(Excerpts from a detection dataset)
—————
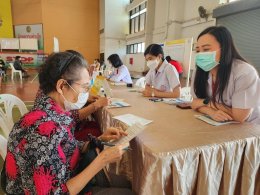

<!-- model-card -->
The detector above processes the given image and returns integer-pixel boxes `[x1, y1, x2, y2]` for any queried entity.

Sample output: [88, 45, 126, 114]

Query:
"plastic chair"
[9, 63, 23, 81]
[0, 94, 28, 138]
[135, 77, 146, 88]
[181, 87, 193, 102]
[0, 135, 7, 160]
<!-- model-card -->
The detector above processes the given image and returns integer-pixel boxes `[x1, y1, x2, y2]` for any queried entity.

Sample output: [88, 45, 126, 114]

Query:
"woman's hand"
[142, 86, 152, 97]
[97, 143, 129, 165]
[99, 127, 127, 141]
[93, 97, 110, 108]
[209, 110, 233, 122]
[88, 95, 99, 103]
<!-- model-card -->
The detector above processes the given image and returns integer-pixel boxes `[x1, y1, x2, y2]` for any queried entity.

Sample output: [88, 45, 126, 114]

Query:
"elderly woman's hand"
[99, 127, 127, 141]
[94, 97, 110, 108]
[97, 143, 129, 165]
[88, 95, 99, 103]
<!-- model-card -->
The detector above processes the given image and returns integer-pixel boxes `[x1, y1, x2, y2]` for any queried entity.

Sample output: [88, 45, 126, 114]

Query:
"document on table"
[112, 123, 144, 145]
[113, 114, 153, 126]
[107, 100, 130, 108]
[194, 115, 238, 126]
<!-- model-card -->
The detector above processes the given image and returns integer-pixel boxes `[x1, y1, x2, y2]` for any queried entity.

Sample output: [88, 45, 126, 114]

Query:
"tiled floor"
[0, 70, 39, 101]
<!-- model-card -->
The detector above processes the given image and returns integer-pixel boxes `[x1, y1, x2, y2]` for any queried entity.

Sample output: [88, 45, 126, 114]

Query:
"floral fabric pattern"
[5, 93, 83, 195]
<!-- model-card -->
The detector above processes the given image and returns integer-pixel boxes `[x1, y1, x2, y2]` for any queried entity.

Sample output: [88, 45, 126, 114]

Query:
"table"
[96, 86, 260, 195]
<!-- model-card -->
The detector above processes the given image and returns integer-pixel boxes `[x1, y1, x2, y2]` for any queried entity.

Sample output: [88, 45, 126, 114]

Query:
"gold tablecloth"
[98, 86, 260, 195]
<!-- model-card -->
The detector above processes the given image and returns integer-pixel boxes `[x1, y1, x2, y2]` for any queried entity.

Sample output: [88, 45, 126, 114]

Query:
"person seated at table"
[191, 26, 260, 124]
[14, 56, 29, 77]
[5, 52, 132, 194]
[165, 56, 183, 78]
[143, 44, 180, 98]
[94, 59, 100, 71]
[107, 54, 133, 84]
[0, 56, 8, 74]
[33, 50, 109, 141]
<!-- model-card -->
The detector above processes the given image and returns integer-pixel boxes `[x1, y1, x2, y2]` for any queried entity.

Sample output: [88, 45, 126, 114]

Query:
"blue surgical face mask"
[195, 51, 219, 72]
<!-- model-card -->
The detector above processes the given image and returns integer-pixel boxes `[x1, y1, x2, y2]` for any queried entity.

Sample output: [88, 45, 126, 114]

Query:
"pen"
[101, 142, 132, 151]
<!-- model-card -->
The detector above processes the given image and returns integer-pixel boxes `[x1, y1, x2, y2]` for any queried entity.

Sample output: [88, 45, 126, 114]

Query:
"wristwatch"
[203, 98, 210, 105]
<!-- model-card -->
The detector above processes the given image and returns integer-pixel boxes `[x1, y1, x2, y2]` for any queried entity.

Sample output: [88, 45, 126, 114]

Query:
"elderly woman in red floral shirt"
[5, 52, 132, 195]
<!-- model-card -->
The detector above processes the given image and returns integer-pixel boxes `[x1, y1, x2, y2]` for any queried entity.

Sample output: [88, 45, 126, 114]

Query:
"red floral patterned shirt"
[6, 94, 83, 195]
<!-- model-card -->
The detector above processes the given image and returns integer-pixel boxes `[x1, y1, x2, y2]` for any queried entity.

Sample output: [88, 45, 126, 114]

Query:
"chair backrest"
[0, 94, 28, 137]
[9, 62, 15, 71]
[181, 87, 192, 101]
[135, 77, 146, 88]
[0, 135, 7, 160]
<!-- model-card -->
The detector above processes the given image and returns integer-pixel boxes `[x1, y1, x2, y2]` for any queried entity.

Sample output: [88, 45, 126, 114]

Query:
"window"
[126, 42, 145, 54]
[129, 2, 147, 34]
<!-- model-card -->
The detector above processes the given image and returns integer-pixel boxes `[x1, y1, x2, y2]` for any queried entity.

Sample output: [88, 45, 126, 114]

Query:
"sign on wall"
[0, 53, 46, 66]
[14, 24, 44, 51]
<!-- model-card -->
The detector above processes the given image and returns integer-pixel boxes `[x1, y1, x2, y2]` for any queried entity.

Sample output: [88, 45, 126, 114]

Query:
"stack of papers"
[194, 115, 239, 126]
[112, 123, 144, 145]
[107, 99, 130, 108]
[110, 82, 126, 85]
[113, 114, 153, 126]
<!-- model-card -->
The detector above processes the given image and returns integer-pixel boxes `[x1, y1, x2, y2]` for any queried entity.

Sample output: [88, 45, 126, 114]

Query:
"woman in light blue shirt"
[107, 54, 133, 84]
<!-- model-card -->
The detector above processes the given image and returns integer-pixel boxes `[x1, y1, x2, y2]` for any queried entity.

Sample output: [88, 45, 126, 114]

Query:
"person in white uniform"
[107, 54, 133, 84]
[143, 44, 180, 98]
[191, 26, 260, 124]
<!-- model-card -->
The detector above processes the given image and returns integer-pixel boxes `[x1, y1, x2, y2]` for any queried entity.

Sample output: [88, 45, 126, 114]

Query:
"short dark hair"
[39, 52, 87, 94]
[107, 54, 123, 68]
[144, 44, 164, 60]
[194, 26, 246, 105]
[165, 56, 172, 62]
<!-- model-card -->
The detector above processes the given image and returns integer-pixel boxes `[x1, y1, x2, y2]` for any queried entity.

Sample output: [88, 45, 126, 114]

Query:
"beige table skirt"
[95, 87, 260, 195]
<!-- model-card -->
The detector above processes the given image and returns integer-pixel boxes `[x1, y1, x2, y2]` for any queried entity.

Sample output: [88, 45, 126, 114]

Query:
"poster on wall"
[14, 24, 44, 52]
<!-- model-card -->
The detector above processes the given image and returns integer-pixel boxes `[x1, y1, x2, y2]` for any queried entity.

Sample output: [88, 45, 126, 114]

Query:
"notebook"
[113, 114, 153, 126]
[194, 115, 239, 126]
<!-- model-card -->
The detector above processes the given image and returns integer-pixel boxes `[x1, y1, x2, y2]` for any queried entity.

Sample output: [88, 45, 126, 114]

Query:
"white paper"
[112, 123, 144, 145]
[113, 114, 153, 126]
[107, 100, 130, 108]
[194, 115, 238, 126]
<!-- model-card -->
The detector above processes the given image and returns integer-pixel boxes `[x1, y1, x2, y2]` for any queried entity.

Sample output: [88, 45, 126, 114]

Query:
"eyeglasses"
[73, 82, 91, 92]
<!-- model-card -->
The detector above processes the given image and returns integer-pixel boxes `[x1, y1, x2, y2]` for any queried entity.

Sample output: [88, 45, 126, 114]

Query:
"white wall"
[100, 0, 219, 72]
[181, 0, 219, 39]
[100, 0, 129, 63]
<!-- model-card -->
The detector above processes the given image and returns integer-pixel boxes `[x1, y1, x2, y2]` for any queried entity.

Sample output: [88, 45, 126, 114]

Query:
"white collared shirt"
[145, 60, 180, 92]
[191, 60, 260, 124]
[110, 65, 133, 83]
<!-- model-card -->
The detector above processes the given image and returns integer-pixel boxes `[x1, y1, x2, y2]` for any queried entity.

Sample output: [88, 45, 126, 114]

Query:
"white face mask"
[61, 80, 89, 111]
[62, 92, 89, 111]
[147, 59, 159, 70]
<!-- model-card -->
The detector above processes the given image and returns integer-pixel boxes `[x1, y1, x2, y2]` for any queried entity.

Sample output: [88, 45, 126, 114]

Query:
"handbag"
[76, 134, 111, 194]
[1, 161, 7, 194]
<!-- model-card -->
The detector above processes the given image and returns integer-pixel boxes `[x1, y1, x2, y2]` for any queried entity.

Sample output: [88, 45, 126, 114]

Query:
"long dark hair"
[107, 54, 123, 68]
[194, 26, 246, 105]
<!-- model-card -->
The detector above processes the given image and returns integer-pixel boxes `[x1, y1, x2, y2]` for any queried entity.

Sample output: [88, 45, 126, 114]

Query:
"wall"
[11, 0, 42, 25]
[0, 0, 13, 38]
[123, 0, 219, 72]
[12, 0, 99, 63]
[42, 0, 99, 63]
[100, 0, 129, 66]
[181, 0, 219, 41]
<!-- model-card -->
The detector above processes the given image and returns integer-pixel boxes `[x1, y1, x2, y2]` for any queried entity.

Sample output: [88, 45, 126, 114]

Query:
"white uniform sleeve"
[166, 66, 180, 89]
[145, 70, 152, 85]
[190, 69, 197, 98]
[232, 67, 260, 109]
[110, 67, 127, 82]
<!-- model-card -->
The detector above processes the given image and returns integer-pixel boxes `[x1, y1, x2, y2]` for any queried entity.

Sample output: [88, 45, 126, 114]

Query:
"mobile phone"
[176, 103, 191, 109]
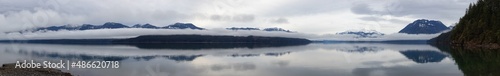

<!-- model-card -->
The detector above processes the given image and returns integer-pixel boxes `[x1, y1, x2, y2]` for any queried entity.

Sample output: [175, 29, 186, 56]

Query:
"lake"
[0, 43, 500, 76]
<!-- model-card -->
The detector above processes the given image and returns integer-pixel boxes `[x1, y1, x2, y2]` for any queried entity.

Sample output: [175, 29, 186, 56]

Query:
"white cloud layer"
[0, 0, 475, 34]
[0, 28, 446, 41]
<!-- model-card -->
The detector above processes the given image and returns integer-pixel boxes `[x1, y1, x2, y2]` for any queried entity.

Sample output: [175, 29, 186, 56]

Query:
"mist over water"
[0, 43, 463, 76]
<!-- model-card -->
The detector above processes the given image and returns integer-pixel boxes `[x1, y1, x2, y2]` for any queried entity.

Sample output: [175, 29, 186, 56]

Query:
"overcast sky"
[0, 0, 476, 34]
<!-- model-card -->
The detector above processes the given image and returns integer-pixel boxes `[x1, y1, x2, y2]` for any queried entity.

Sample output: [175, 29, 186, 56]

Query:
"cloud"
[210, 14, 255, 22]
[0, 0, 474, 34]
[351, 0, 475, 21]
[271, 18, 289, 24]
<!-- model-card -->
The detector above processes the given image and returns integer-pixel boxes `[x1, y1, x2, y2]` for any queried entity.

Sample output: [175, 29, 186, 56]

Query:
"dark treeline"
[431, 0, 500, 47]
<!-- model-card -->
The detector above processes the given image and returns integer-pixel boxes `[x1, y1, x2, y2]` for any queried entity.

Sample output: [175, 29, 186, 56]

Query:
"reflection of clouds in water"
[0, 44, 460, 76]
[352, 64, 463, 76]
[210, 62, 257, 71]
[271, 60, 290, 67]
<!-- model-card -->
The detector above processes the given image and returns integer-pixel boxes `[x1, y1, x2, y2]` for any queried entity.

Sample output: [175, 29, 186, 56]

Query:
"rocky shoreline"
[0, 63, 73, 76]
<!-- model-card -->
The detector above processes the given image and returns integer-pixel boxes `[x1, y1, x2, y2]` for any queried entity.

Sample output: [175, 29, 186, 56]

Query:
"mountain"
[264, 27, 291, 32]
[6, 22, 204, 33]
[337, 30, 385, 38]
[132, 24, 160, 29]
[161, 23, 203, 30]
[226, 27, 292, 33]
[226, 27, 260, 31]
[399, 19, 448, 34]
[430, 0, 500, 49]
[400, 50, 446, 63]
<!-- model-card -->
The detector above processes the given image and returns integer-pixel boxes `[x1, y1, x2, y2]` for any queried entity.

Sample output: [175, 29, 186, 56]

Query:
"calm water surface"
[0, 43, 500, 76]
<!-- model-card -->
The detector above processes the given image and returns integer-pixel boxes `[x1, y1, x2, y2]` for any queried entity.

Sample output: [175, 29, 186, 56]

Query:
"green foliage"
[450, 0, 500, 45]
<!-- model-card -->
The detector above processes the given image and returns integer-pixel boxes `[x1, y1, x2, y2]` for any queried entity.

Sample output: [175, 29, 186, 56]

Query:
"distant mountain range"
[226, 27, 292, 32]
[7, 22, 204, 33]
[399, 19, 449, 34]
[6, 22, 292, 33]
[337, 30, 385, 38]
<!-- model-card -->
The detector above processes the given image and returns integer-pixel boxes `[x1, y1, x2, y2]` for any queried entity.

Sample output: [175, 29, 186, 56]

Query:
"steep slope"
[431, 0, 500, 48]
[399, 19, 448, 34]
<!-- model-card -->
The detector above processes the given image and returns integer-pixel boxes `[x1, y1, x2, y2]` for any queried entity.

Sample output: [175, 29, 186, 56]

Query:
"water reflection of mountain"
[127, 43, 307, 50]
[18, 50, 203, 61]
[338, 46, 384, 53]
[8, 50, 290, 61]
[400, 50, 446, 63]
[229, 52, 290, 57]
[449, 47, 500, 76]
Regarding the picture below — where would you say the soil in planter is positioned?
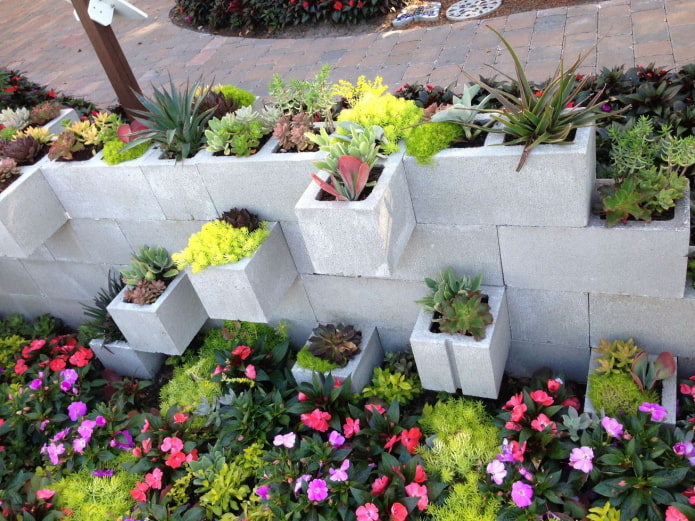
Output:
[316,165,384,201]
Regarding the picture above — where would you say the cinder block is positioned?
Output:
[41,154,165,220]
[507,288,589,346]
[410,286,511,398]
[498,190,690,297]
[0,162,68,258]
[589,285,695,357]
[106,272,208,355]
[197,138,326,221]
[186,223,297,322]
[507,340,590,382]
[403,127,596,227]
[391,224,504,286]
[295,150,415,277]
[292,326,384,393]
[89,339,166,380]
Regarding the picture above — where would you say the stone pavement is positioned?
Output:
[0,0,695,107]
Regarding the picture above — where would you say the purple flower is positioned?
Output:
[601,416,623,438]
[512,481,533,508]
[306,479,328,501]
[68,402,87,421]
[639,402,668,421]
[328,431,345,449]
[486,459,507,485]
[570,447,594,474]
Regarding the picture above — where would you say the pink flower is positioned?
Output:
[355,503,379,521]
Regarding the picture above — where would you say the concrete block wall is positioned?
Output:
[0,135,695,380]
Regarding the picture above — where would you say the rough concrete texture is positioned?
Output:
[404,127,596,227]
[410,286,511,398]
[106,272,208,355]
[295,147,415,277]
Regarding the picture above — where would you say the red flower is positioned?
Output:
[299,409,331,432]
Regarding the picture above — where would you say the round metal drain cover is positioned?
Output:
[446,0,502,22]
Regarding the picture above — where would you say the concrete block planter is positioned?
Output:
[403,127,596,227]
[292,326,384,393]
[410,286,511,398]
[89,338,165,380]
[106,273,208,355]
[295,144,415,277]
[584,349,678,425]
[498,185,690,298]
[0,158,68,258]
[186,222,297,322]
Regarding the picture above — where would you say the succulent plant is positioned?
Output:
[123,280,167,306]
[220,208,261,233]
[308,324,362,367]
[29,101,63,125]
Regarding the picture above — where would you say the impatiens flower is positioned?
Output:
[306,479,328,501]
[405,483,429,511]
[328,431,345,449]
[512,481,533,508]
[355,503,379,521]
[601,416,623,438]
[570,447,594,474]
[372,476,389,496]
[299,409,331,432]
[486,459,507,485]
[389,503,408,521]
[639,402,668,421]
[273,432,297,449]
[328,459,350,481]
[68,402,87,421]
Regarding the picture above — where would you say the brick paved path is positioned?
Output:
[0,0,695,107]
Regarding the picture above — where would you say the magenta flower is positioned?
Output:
[570,447,594,474]
[639,402,668,421]
[512,481,533,508]
[307,479,328,501]
[486,459,507,485]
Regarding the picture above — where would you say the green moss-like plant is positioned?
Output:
[297,345,339,373]
[427,472,500,521]
[104,139,151,165]
[420,398,499,483]
[338,94,423,154]
[52,468,138,521]
[589,373,660,416]
[171,219,270,273]
[405,122,463,165]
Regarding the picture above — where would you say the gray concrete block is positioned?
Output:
[186,223,297,322]
[404,127,596,227]
[0,164,68,258]
[589,285,695,357]
[41,153,165,219]
[292,325,384,393]
[106,272,208,355]
[410,286,511,398]
[498,189,690,297]
[89,339,165,380]
[507,340,590,382]
[197,138,325,221]
[391,224,504,286]
[295,150,415,277]
[507,288,589,346]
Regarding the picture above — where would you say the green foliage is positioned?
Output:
[588,373,660,416]
[126,78,214,159]
[419,398,499,483]
[405,122,464,165]
[51,468,138,521]
[103,139,152,165]
[338,94,423,154]
[172,220,270,273]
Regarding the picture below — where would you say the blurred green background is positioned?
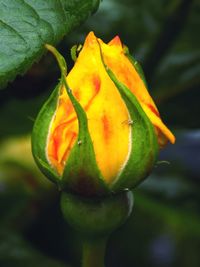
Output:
[0,0,200,267]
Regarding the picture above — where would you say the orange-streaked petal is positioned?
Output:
[48,32,131,183]
[98,36,175,147]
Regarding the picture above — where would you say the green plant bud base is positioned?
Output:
[61,191,133,237]
[61,191,133,267]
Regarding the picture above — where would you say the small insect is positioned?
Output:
[122,119,136,125]
[77,140,82,146]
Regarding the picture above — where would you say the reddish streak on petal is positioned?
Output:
[102,114,110,142]
[147,104,160,117]
[85,75,101,111]
[108,35,122,46]
[61,132,77,164]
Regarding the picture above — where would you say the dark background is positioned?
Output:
[0,0,200,267]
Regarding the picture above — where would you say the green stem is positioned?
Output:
[82,239,107,267]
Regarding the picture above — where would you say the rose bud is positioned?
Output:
[32,32,175,196]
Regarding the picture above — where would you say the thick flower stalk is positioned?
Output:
[32,32,175,267]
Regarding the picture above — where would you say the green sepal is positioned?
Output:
[46,45,110,196]
[100,43,158,192]
[123,45,148,88]
[107,69,158,191]
[61,191,133,238]
[31,83,61,185]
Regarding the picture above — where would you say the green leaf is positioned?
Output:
[0,0,99,88]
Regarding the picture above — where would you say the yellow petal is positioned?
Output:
[98,36,175,147]
[48,30,131,183]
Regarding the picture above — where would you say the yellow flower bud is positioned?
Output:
[31,32,175,197]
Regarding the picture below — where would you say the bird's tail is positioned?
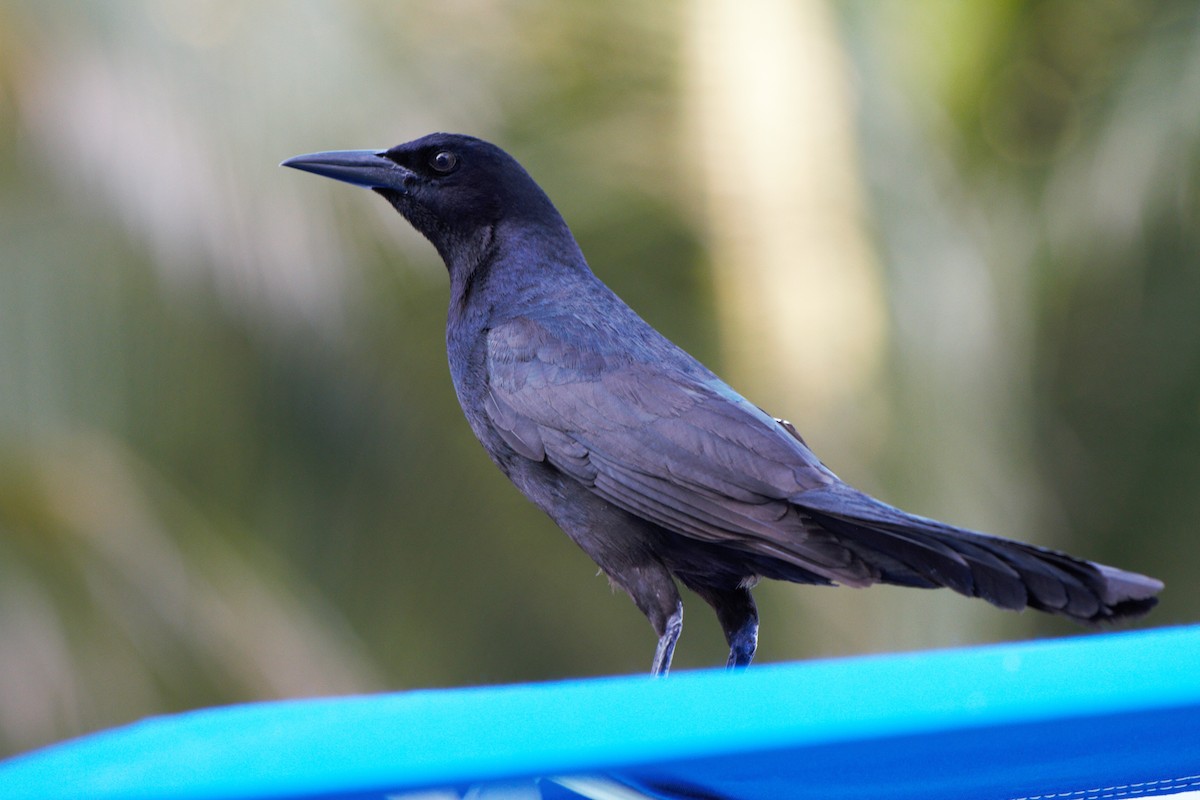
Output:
[792,486,1163,624]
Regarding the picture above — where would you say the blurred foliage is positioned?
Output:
[0,0,1200,752]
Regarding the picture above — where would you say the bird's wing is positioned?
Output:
[485,318,878,585]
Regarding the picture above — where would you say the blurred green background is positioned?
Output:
[0,0,1200,753]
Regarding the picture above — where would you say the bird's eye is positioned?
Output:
[430,150,458,175]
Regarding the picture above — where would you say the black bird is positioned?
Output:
[283,133,1163,674]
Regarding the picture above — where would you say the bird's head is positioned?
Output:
[283,133,565,270]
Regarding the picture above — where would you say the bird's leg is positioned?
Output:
[608,559,683,675]
[683,578,758,669]
[650,599,683,676]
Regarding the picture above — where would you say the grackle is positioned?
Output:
[283,133,1163,674]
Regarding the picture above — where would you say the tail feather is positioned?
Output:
[792,486,1163,624]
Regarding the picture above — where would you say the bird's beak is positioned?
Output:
[280,150,413,191]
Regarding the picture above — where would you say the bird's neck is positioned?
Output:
[443,218,590,324]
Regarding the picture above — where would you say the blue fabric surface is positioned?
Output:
[0,627,1200,800]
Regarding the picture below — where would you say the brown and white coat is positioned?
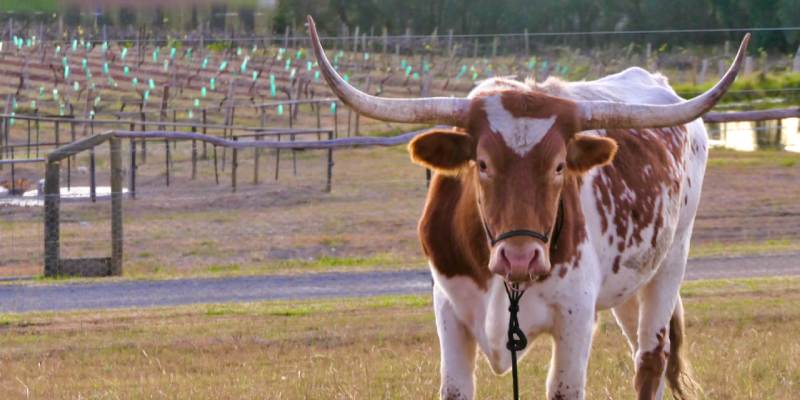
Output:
[309,17,749,399]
—————
--- WHAT THE EXERCISE ASKS ---
How many lines in the listing contain the string "fabric"? Reply with the number alone.

--- COMPLETED EXERCISE ---
2